= Task requirements =
An exact transcription of every record below is required, with the pictures left out.

= Data for this task =
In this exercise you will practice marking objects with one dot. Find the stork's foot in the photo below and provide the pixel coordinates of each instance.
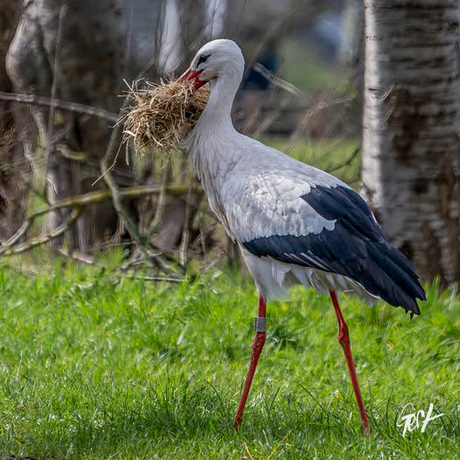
(260, 326)
(344, 340)
(257, 346)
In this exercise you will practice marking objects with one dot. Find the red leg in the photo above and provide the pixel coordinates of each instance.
(257, 345)
(344, 340)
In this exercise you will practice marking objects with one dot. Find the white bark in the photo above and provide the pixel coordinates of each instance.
(410, 129)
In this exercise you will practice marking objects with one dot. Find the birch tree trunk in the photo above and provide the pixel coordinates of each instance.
(410, 129)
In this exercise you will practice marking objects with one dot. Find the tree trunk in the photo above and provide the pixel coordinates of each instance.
(72, 51)
(14, 166)
(410, 133)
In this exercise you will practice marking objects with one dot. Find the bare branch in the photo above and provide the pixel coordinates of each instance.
(32, 99)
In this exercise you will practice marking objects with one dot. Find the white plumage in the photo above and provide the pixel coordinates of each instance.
(293, 223)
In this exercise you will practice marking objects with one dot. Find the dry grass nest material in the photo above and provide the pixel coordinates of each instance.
(162, 115)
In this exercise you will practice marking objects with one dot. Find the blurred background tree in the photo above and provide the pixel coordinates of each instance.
(303, 93)
(411, 119)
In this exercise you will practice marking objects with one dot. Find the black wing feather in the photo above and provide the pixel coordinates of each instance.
(357, 248)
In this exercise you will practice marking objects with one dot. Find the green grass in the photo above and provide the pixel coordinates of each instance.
(95, 367)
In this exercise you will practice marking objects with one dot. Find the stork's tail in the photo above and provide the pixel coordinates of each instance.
(393, 278)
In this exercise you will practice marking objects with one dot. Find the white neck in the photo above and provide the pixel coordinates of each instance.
(213, 143)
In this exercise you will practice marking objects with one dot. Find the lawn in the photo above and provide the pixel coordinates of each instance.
(97, 367)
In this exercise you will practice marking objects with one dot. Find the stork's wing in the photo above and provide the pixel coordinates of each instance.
(328, 227)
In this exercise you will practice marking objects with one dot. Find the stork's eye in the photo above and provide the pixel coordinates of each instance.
(203, 58)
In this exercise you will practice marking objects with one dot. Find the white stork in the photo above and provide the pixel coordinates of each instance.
(293, 223)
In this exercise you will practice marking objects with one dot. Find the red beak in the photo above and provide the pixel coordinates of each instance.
(190, 74)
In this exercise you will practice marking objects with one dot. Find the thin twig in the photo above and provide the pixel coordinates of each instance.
(8, 250)
(32, 99)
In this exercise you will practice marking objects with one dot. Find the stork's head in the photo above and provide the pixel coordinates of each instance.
(219, 59)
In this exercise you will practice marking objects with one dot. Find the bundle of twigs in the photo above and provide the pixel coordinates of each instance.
(162, 114)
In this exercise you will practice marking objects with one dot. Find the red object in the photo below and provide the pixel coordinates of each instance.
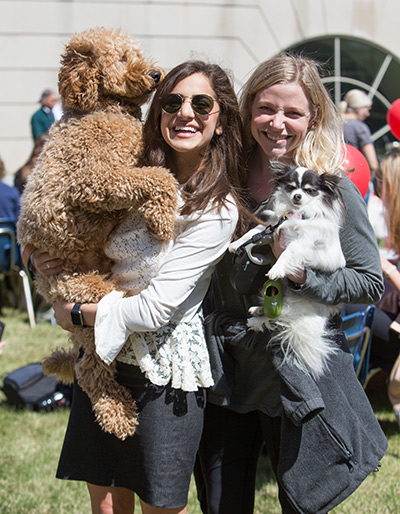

= Solution to the exercise =
In this exercise you will practice marking objects with one dot. Find the stork's foot in the photo below and provide the pixel coordinates of each instance.
(260, 326)
(344, 340)
(257, 346)
In this exercise you will practice marking objects with one dot. Find the red leg in the photo above and provide the pixel coordinates of each instance.
(257, 345)
(344, 340)
In this exercise you will practice marking objects with one dot. Find the white bark in the photo above and provide the pixel coordinates of each instance.
(410, 129)
In this exercise you will practice marking objects with one dot. Find the birch tree trunk in the photo above and provide the pixel coordinates of each instance.
(410, 129)
In this exercise you will practice marking objects with one dot. Find the tree trunk in the photo above and provide the pixel coordinates of each instance.
(72, 51)
(14, 166)
(410, 133)
In this exercise you will practice marking objects with one dot. Find the bare branch in the photo above and provide the pixel coordinates of each instance.
(32, 99)
In this exercise you will practice marking objects with one dot. Find the white plumage in the photo above and provide the pixel coordinates of each instance.
(293, 223)
In this exercise you will practice marking objects with one dot. Find the dry grass nest material in the photo above and provide the pixel coordinates of each instance.
(162, 115)
In this exercise you will practice marking objects with one dot. Find the blurred background tree in the photo above and provide the pixel coordinates of each instance.
(303, 93)
(411, 119)
In this exercise you will practice marking objects with one dot. Find the black wing feather in the photo above and provide the pixel coordinates of each instance.
(357, 248)
In this exercise you will practice marking objects with one dot. Find the green grass in the photo above and provide the pixel coordinates of each instance.
(95, 367)
In this exercise you will practice marking objects with one dot. Find the stork's tail in the photo above and provide the pixel coordinates of each instance.
(393, 278)
In this exercise you will practice marking objects with one dot. Find the white neck in the photo above and provide the pixel coordinates of each instance.
(213, 143)
In this exercise you will practice marking objects with one dot. Find the lawn in the photo above and provide the pixel coordinates of each instance.
(97, 367)
In this exercise you will practice marking objects with one dot. Find the stork's wing in the photo above and provide the pixel coordinates of each instance.
(328, 227)
In this exercise you will practice marking objects with one dot. Find the stork's eye in the photo above and provide the pixel coordinates of each instance.
(203, 58)
In this exercise you will practice marking objects with one dot. Find the white stork in the photo above and provide the pixel coordinates of each instance.
(293, 223)
In this exercise you will practice marking objects with one dot. Find the red beak in the photo above and provide the pixel coordinates of each instance.
(190, 74)
In this exercise you will practice marking objects with one dot. Find the thin twig in the photo above and provide the pixel coordinates of each instance.
(8, 250)
(32, 99)
In this exercise you will practice marking objects with one dot. Find the stork's head in the photo above and provide the pixel coordinates of each instance.
(219, 59)
In this exercise you will practice marking objects with one dot. Find the bundle of twigs in the photo above and provide the pixel coordinates of each instance.
(162, 114)
In this exercise you will practice marking objects with one dot. Find the red object in the photo below and provide the pixel coordinates of each instance.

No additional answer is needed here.